---------- MATERIAL SUPPLIED

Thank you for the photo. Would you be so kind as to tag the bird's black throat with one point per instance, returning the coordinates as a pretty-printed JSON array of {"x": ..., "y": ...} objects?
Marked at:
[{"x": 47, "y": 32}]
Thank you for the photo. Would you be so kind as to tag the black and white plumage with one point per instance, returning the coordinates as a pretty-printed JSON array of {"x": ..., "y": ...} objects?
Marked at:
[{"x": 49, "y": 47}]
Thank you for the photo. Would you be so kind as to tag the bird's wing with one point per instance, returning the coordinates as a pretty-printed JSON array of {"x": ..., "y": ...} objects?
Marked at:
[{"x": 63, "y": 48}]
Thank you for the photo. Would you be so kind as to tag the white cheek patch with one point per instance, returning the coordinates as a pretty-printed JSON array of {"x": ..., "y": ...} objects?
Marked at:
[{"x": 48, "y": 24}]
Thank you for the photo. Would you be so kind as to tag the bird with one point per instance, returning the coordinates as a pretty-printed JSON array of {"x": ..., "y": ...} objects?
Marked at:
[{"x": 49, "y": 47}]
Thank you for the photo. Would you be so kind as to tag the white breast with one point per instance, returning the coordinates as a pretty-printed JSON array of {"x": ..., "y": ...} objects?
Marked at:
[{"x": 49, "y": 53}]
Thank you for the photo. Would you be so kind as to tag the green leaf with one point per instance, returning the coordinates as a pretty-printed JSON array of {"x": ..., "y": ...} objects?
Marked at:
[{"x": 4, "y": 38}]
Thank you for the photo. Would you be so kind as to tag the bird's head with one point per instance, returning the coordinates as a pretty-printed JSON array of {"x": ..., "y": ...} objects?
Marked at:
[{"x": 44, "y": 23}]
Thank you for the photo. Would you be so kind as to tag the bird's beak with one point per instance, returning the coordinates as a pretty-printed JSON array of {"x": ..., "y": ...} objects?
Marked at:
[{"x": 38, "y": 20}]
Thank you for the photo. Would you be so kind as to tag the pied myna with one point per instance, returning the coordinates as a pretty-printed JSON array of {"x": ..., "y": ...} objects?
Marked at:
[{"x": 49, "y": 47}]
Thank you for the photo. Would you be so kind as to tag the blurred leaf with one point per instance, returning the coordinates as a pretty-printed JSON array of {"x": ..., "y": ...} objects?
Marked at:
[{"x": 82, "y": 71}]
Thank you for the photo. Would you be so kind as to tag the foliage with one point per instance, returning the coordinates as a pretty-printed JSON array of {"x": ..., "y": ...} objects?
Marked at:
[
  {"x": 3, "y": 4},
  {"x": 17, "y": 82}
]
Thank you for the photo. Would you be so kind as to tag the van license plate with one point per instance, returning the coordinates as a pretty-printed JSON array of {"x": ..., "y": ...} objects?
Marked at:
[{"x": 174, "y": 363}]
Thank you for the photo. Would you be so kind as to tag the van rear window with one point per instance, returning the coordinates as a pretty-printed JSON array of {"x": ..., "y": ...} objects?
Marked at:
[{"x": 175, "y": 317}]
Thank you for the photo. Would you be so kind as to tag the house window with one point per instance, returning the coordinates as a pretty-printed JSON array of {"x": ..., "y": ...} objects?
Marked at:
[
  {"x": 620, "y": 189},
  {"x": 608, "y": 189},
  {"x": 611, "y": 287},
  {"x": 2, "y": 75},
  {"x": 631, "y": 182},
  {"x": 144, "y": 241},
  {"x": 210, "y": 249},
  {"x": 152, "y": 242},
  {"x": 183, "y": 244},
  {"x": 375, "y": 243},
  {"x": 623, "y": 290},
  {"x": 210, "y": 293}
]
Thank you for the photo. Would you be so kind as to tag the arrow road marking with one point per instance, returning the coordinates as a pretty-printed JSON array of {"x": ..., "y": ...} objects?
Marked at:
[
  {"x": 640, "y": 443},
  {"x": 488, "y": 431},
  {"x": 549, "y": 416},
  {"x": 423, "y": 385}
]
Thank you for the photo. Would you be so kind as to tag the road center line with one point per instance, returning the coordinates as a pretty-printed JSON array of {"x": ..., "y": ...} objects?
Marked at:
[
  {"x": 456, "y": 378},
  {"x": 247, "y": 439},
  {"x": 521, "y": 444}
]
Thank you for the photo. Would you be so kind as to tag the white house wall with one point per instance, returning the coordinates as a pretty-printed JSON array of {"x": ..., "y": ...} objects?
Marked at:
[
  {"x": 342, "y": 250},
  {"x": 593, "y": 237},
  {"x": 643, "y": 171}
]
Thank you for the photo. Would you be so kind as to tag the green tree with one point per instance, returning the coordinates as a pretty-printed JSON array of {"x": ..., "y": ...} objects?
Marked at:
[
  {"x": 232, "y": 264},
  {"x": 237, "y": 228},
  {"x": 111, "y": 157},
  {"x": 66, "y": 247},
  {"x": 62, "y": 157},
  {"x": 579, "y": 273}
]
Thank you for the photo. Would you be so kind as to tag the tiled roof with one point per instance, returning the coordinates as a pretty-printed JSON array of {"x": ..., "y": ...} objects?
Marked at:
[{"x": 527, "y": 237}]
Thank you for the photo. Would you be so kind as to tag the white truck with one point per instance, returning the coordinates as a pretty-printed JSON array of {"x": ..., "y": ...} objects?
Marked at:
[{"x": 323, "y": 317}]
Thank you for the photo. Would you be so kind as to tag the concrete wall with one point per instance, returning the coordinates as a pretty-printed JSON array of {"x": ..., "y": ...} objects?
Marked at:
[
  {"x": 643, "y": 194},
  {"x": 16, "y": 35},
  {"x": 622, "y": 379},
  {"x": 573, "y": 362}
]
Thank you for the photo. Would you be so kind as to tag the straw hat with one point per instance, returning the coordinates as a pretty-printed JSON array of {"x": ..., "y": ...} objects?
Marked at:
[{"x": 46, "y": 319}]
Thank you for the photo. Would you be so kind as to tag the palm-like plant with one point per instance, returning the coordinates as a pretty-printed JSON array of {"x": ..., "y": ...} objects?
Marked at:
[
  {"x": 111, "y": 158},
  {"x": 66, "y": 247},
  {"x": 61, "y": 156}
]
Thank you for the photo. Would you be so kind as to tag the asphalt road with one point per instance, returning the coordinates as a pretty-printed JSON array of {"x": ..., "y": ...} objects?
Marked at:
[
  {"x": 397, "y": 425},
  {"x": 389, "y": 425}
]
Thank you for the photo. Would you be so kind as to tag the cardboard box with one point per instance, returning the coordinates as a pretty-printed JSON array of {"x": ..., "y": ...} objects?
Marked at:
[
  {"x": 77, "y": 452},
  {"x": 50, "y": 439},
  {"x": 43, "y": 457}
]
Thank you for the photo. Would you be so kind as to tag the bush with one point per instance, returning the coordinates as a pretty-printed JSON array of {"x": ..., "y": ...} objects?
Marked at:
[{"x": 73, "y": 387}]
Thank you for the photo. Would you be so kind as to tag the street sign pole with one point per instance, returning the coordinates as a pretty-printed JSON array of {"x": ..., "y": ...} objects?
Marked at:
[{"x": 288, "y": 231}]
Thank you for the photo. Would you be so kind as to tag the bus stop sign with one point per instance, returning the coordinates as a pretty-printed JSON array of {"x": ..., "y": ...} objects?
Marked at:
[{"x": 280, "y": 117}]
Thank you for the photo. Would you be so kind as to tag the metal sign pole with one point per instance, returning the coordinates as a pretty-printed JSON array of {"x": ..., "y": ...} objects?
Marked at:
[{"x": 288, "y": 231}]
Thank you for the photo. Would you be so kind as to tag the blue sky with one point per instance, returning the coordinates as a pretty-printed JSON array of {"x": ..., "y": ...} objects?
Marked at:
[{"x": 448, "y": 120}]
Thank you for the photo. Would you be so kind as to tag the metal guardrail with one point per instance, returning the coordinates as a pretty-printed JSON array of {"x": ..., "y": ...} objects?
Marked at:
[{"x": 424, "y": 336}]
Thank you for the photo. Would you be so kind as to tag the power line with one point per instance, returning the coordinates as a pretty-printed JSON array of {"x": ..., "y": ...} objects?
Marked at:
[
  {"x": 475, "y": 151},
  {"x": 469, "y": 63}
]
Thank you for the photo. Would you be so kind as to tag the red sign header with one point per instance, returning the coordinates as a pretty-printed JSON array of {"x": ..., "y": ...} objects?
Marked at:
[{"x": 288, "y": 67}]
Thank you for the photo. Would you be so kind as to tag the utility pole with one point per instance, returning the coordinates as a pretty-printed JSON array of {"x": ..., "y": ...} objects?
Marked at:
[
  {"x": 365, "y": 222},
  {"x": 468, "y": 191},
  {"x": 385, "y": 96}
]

--------------------

* **REQUIREMENTS**: Begin with the line that contains "the metal guardrail" and set down each line exactly until the records above end, including the final line.

* **WRITTEN ANSWER**:
Thank you for the photo. Would you be so kind as to tag the metal guardrail with one point per instance, returning the coordinates as a pretty-printed JSON array of {"x": ..., "y": ...} objects?
Marked at:
[{"x": 424, "y": 336}]
Thank you for the photo. Would you be so kind as to tag the power line with one point per instance, returning the coordinates as a pretty-printed JSON array of {"x": ..., "y": ...} objects?
Marked at:
[
  {"x": 475, "y": 151},
  {"x": 469, "y": 63}
]
Thank you for the photo. Would you be so kind as to tag the red sign header with one point per instance, returning the coordinates as a pretty-printed JSON array of {"x": ..., "y": ...} objects?
Marked at:
[{"x": 288, "y": 67}]
Thank you for the photo. Would you be so kind as to tag the utility pole with one point per instance, returning the coordinates as a pretty-printed JSON array of {"x": ..., "y": ...} objects?
Marked at:
[
  {"x": 365, "y": 222},
  {"x": 468, "y": 191},
  {"x": 385, "y": 96}
]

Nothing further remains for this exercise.